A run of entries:
= = = = = = =

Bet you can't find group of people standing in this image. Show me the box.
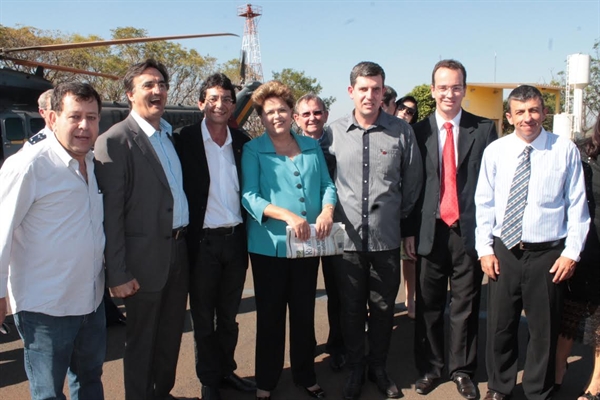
[0,54,600,400]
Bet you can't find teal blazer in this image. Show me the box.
[242,132,337,257]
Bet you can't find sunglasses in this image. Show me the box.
[398,104,417,117]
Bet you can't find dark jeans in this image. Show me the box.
[334,248,400,369]
[190,229,248,386]
[321,256,346,354]
[123,238,189,400]
[14,303,106,400]
[486,238,564,400]
[250,253,319,391]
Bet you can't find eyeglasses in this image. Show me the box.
[300,110,323,118]
[206,96,233,106]
[398,104,417,117]
[435,85,465,94]
[142,81,169,91]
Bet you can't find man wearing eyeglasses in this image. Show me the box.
[403,60,497,399]
[175,73,256,400]
[294,93,346,372]
[94,59,189,400]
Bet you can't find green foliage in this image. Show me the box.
[273,68,335,109]
[406,83,435,121]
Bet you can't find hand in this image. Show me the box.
[286,212,310,241]
[315,207,333,239]
[404,236,417,261]
[0,297,8,325]
[479,254,500,281]
[110,278,140,299]
[550,256,577,283]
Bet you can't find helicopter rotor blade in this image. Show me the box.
[0,33,239,54]
[4,57,121,81]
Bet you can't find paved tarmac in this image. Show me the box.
[0,269,593,400]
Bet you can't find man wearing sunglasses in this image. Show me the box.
[294,93,346,371]
[403,60,498,399]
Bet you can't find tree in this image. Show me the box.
[273,68,335,109]
[407,83,435,121]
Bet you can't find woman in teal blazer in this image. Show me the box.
[242,81,337,400]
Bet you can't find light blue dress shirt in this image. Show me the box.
[131,111,190,229]
[242,133,337,257]
[475,130,590,261]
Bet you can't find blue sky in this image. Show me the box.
[0,0,600,118]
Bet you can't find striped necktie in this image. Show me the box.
[502,146,532,249]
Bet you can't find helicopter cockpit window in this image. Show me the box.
[4,118,27,142]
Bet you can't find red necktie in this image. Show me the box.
[440,122,458,226]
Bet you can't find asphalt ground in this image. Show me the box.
[0,269,593,400]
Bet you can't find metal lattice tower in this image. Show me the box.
[238,4,263,82]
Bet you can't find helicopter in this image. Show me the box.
[0,33,260,165]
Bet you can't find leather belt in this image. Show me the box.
[202,224,242,236]
[519,239,565,251]
[171,226,187,240]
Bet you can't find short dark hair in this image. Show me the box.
[123,58,169,107]
[382,85,398,106]
[294,92,327,114]
[199,72,236,104]
[350,61,385,86]
[396,95,419,125]
[51,81,102,115]
[252,81,294,116]
[506,85,544,113]
[431,59,467,87]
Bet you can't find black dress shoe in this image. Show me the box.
[344,368,365,400]
[452,374,477,400]
[329,353,346,372]
[300,386,325,399]
[484,390,509,400]
[221,372,256,392]
[201,386,221,400]
[415,376,436,394]
[368,367,402,399]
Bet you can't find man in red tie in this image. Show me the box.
[402,60,498,399]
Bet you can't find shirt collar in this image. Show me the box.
[130,110,173,137]
[435,108,462,132]
[200,119,231,146]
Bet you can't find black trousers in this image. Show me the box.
[190,229,248,386]
[415,221,483,378]
[250,253,319,391]
[486,238,564,400]
[123,238,189,400]
[321,256,346,354]
[334,249,400,369]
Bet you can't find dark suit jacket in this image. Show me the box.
[175,122,250,266]
[403,110,498,257]
[94,116,173,292]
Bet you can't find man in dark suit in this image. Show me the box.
[94,60,189,400]
[403,60,497,399]
[175,74,256,400]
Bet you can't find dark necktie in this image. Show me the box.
[440,122,458,226]
[502,146,532,249]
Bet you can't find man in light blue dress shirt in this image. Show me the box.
[475,85,590,400]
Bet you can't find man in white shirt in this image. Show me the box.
[0,82,106,400]
[475,85,590,400]
[175,74,256,400]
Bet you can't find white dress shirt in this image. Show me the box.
[131,110,190,229]
[475,129,590,261]
[0,134,105,316]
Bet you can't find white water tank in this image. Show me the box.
[568,53,591,89]
[552,113,573,139]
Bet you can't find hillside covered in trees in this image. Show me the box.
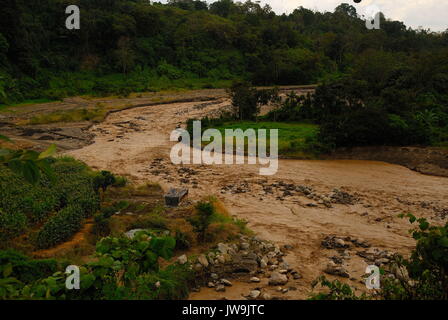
[0,0,448,105]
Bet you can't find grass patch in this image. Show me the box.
[203,121,318,158]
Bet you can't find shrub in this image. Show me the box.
[0,210,27,242]
[35,205,84,249]
[0,250,58,282]
[190,201,215,241]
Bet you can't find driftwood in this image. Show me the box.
[165,188,188,207]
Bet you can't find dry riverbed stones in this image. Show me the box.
[182,236,301,300]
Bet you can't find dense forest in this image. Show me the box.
[0,0,448,104]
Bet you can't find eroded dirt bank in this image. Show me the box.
[67,98,448,299]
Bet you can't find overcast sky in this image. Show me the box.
[194,0,448,31]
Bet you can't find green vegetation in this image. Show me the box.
[214,121,318,158]
[26,107,107,124]
[0,231,192,300]
[0,158,121,248]
[0,0,448,105]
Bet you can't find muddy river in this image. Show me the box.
[68,99,448,299]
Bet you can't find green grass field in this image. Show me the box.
[204,121,318,158]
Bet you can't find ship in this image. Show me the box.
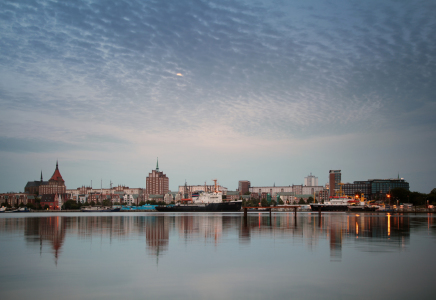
[348,193,379,212]
[310,183,352,211]
[156,179,242,212]
[310,196,350,211]
[80,206,121,212]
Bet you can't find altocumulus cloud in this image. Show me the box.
[0,1,436,192]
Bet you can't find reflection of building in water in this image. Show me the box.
[0,213,418,260]
[145,216,169,256]
[24,216,66,263]
[330,218,342,260]
[177,215,223,243]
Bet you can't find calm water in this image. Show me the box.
[0,213,436,299]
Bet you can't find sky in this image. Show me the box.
[0,0,436,193]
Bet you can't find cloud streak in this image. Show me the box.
[0,1,436,192]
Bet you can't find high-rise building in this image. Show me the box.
[238,180,251,195]
[39,161,67,195]
[145,160,170,195]
[329,170,341,197]
[304,173,318,186]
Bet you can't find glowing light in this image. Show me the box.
[388,214,391,236]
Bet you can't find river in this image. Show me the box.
[0,212,436,299]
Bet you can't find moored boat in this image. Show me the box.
[80,206,121,212]
[156,179,242,212]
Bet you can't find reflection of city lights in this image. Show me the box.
[387,214,391,236]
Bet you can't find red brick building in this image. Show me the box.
[39,161,67,195]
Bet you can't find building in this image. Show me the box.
[145,161,170,198]
[0,193,35,207]
[342,181,371,197]
[304,173,318,186]
[24,171,48,195]
[39,161,67,195]
[179,182,228,198]
[368,176,410,198]
[238,180,251,195]
[41,193,68,210]
[342,176,409,199]
[329,170,341,197]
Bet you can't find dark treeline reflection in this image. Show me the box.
[0,213,435,261]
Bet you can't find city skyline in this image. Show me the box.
[0,0,436,193]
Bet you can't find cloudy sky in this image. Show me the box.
[0,0,436,193]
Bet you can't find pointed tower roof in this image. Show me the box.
[50,161,64,181]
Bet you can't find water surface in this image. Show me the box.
[0,213,436,299]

= = = = = = =

Job -> Switch "Show me the box" to "Give the bounding box" throughout the entries above, and reproduce the entries with no other changes. Omit the pictures from the answer.

Result of this exercise ->
Bet you can't find group of people standing in this image. Give the bounding box.
[0,54,600,400]
Bet you can't find teal blazer in this image. Give the bounding box.
[242,132,337,257]
Bet you can't find sunglasses in this image. Give the bounding box.
[398,104,417,117]
Bet you can't find dark jeans in this image. Give the bounding box.
[334,248,400,369]
[190,229,248,386]
[321,256,346,354]
[123,238,189,400]
[14,303,106,400]
[486,238,564,400]
[250,253,319,391]
Bet you can't find eyeglasses in this image. Give the bounding box.
[300,110,323,118]
[206,96,233,106]
[398,104,417,117]
[435,85,465,94]
[142,81,169,91]
Bet you can't find man wearing eyeglasses in this image. Give the bounding box.
[403,60,497,399]
[175,73,256,400]
[294,93,346,372]
[94,59,189,400]
Bet you can't find green foliage in this image. Give the bounding box.
[273,68,335,109]
[406,83,435,121]
Bet you can't find hand in this image. Give the bounding box.
[286,212,310,241]
[315,207,333,239]
[404,236,417,261]
[0,297,8,325]
[479,254,500,281]
[110,278,140,299]
[550,256,577,283]
Bet you can't find helicopter rotor blade in this image. Give the bounding box.
[0,33,239,54]
[4,57,121,81]
Bet you can't find paved tarmac in this image. Give the bounding box.
[0,269,593,400]
Bet you can't find man wearing sunglasses in this image. Give the bounding box.
[294,93,346,371]
[403,60,498,399]
Bet you can't find tree in this image. Give the bounding box.
[273,68,335,109]
[407,83,435,121]
Bet you can't find woman in teal blazer in this image. Give the bounding box.
[242,81,337,400]
Bet you can't find light blue dress shirt in this image. Give the bounding box.
[131,111,190,229]
[242,133,337,257]
[475,130,590,261]
Bet you can't find blue sky in this image. Give the bounding box.
[0,0,600,118]
Bet you can't find striped necktie in this image. Give the bounding box.
[502,146,532,249]
Bet you can't find helicopter cockpit window in this image. Give the bounding box.
[4,118,27,142]
Bet you can't find red necktie in this image. Give the bounding box.
[440,122,458,226]
Bet you can't find asphalt ground in this image. Give the bounding box.
[0,269,593,400]
Bet you can't find metal lattice tower in this image. Give the bounding box.
[238,4,263,82]
Bet you can't find helicopter in this image. Give the bounding box.
[0,33,260,165]
Bet you can't find leather belt in this image. Give the bounding box.
[202,224,242,236]
[519,239,565,251]
[171,226,187,240]
Bet you can't find short dark hair in this image. Give the bounding box.
[123,58,169,107]
[382,85,398,106]
[294,92,327,114]
[199,72,236,104]
[350,61,385,86]
[396,95,419,125]
[51,81,102,115]
[252,81,294,116]
[506,85,544,113]
[431,59,467,87]
Bet you can't find black dress shoe in this image. Give the bounding box.
[344,368,365,400]
[452,374,477,400]
[329,353,346,372]
[300,386,325,399]
[484,390,509,400]
[221,372,256,392]
[201,386,221,400]
[415,376,436,394]
[368,367,402,399]
Bet you can't find man in red tie in this image. Give the bounding box.
[402,60,498,399]
Bet you can't find shirt collar in this image. Give the bounding box.
[130,110,173,137]
[435,108,462,132]
[200,119,231,146]
Bet you can't find black trousers in this image. Give the bounding box.
[190,229,248,386]
[415,221,483,378]
[250,253,319,391]
[486,238,564,400]
[123,238,189,400]
[321,256,346,354]
[334,249,400,369]
Bet you can't find dark suit jacket in this image. Give the bounding box.
[175,122,250,266]
[403,110,498,257]
[94,116,173,292]
Bet you can't find man in dark suit in this image. Give the bounding box.
[94,60,189,400]
[403,60,497,399]
[175,74,256,400]
Bet you can't find dark necktie in this image. Give the bounding box.
[440,122,458,226]
[502,146,532,249]
Bet you can't find man in light blue dress shirt in this image. Give the bounding box.
[475,85,590,400]
Bet you can't find man in white shirt in this image. Give the bounding box.
[0,82,106,400]
[475,85,590,400]
[175,74,256,400]
Bet you can't find white dress shirt in this image. Give the bounding box.
[131,110,190,229]
[475,129,590,261]
[0,134,105,316]
Bet you can't find white water tank in this image. Give the bounding box.
[568,53,591,89]
[552,113,573,139]
Bet you can't find hillside covered in trees in this image. Give the bounding box.
[0,0,448,105]
Bet you can't find grass patch in this image. Give the bounding box.
[203,121,318,158]
Bet you can't find shrub in this image. Give the bounding box.
[0,210,27,242]
[35,205,84,249]
[0,250,58,282]
[190,201,215,241]
Bet you can't find driftwood in this image. Give the bounding box.
[165,188,188,207]
Bet you can't find dry riverbed stones in this image. Give the bounding box.
[182,236,301,300]
Bet you can't find dense forest in this image. Give the bounding box.
[0,0,448,104]
Bet you can't find eroded dirt bank in this image. Give the bounding box.
[67,98,448,299]
Bet you can't find overcast sky in this image. Give the bounding box.
[194,0,448,31]
Bet you can't find green vegetation in this image. Give the bounding box.
[214,121,318,158]
[26,107,107,124]
[0,231,192,300]
[0,158,121,248]
[0,0,448,105]
Bet you can't find muddy river in this image. Give the bounding box.
[68,99,448,299]
Bet you can't find green grass field in this image. Give the bounding box.
[204,121,318,158]
Bet you can't find ship in this image. Give the bounding box.
[348,193,379,212]
[310,183,352,211]
[156,179,242,212]
[310,196,350,211]
[80,206,121,212]
Bet you can't find altocumulus cloud in this image. Give the bounding box.
[0,1,436,192]
Bet you can't find reflection of building in water in this image. Give the bounding box.
[0,213,418,260]
[145,216,169,256]
[24,216,66,263]
[330,218,342,260]
[177,215,223,243]
Bet you can't find calm water in this image. Give the bounding box.
[0,213,436,299]
Bet you can't find sky in this image. Give the bounding box.
[0,0,436,193]
Bet you can't find cloud streak in this image. Give the bounding box.
[0,1,436,192]
Bet you can't find high-rise building in this image. Give the bounding box.
[238,180,251,195]
[39,161,67,195]
[145,160,170,195]
[329,170,341,197]
[304,173,318,186]
Bet you can't find glowing light in this image. Give the bounding box.
[388,214,391,236]
Bet you can't find river in this image. Give the bounding box.
[0,212,436,299]
Bet you can't find moored boat in this image. Give the bounding box.
[80,206,121,212]
[156,179,242,212]
Bet you can't find reflection of city lights in this image. Give the bounding box.
[387,214,391,236]
Bet you can't find red brick building in this image. Give the bounding box.
[39,161,67,195]
Bet you can't find building in this image. Give the bounding box.
[145,161,170,198]
[0,193,35,207]
[342,181,371,197]
[304,173,318,186]
[24,171,48,195]
[39,161,67,195]
[179,182,228,198]
[368,176,410,198]
[238,180,251,195]
[41,193,68,210]
[342,176,409,199]
[329,170,341,197]
Bet you can't find dark treeline reflection in this image. Give the bounding box.
[0,213,435,261]
Bet you can't find city skyline in this image. Give the bounding box.
[0,0,436,193]
Bet you can't find cloudy sky in this image. Give the bounding box.
[0,0,436,193]
Bet you can't find pointed tower roof in this image. Give the bounding box.
[50,161,64,181]
Bet you can't find water surface in this image. Give the bounding box.
[0,213,436,299]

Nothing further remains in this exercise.